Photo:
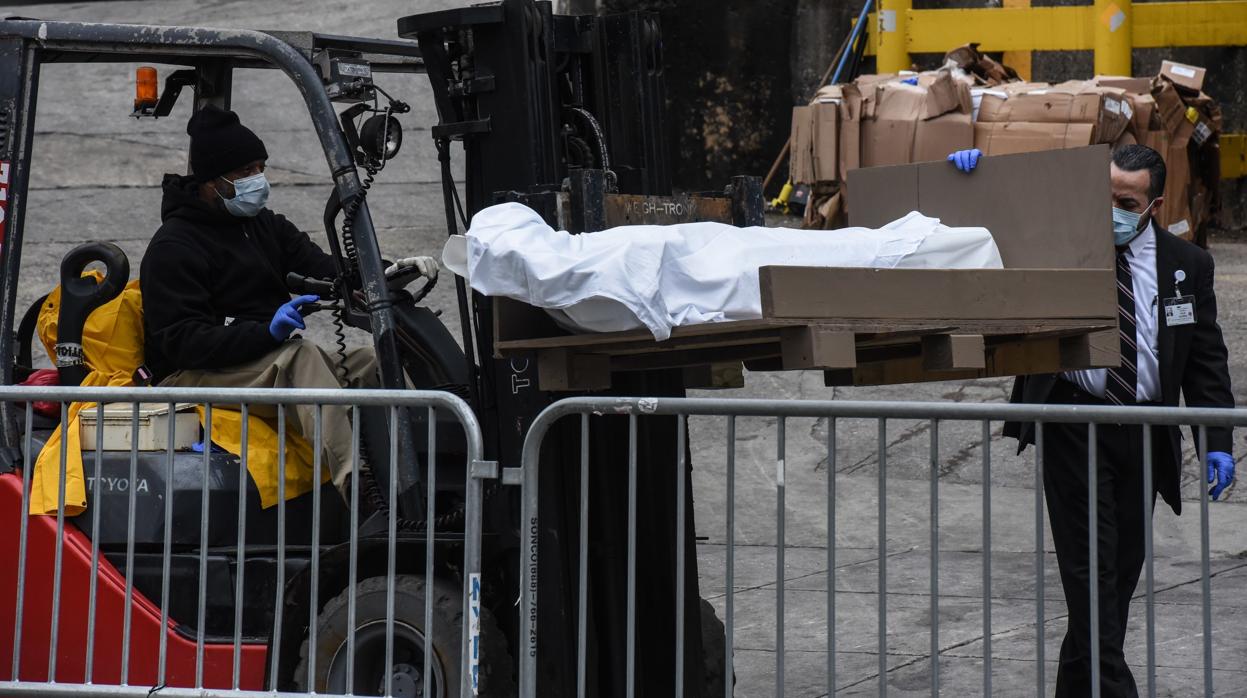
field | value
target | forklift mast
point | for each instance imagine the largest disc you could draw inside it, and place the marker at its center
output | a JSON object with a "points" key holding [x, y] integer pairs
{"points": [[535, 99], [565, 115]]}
---
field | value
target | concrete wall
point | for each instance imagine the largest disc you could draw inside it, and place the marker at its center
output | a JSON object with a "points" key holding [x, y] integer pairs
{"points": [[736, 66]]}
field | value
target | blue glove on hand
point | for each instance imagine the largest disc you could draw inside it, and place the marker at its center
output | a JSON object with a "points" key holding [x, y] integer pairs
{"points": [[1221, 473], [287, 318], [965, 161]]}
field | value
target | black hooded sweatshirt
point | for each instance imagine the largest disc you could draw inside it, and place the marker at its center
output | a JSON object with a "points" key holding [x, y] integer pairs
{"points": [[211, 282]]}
...
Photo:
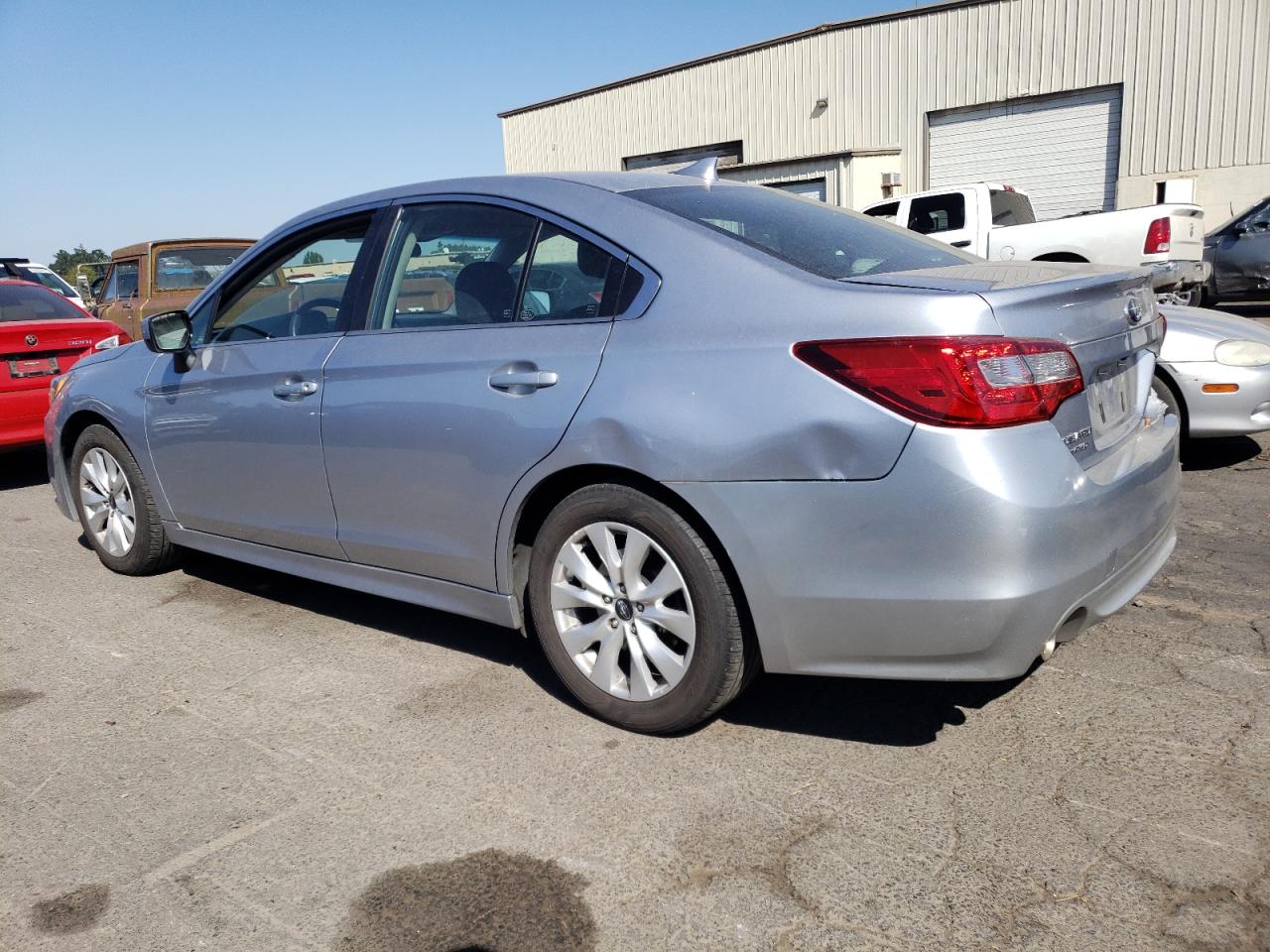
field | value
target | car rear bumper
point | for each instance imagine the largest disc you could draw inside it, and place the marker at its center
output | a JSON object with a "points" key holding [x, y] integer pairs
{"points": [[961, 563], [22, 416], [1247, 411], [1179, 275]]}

» **TASK ITEM**: For the entries above, please state how many lines contain the string "target"; give the number and nothing else.

» **RESPONSE BELOW**: 5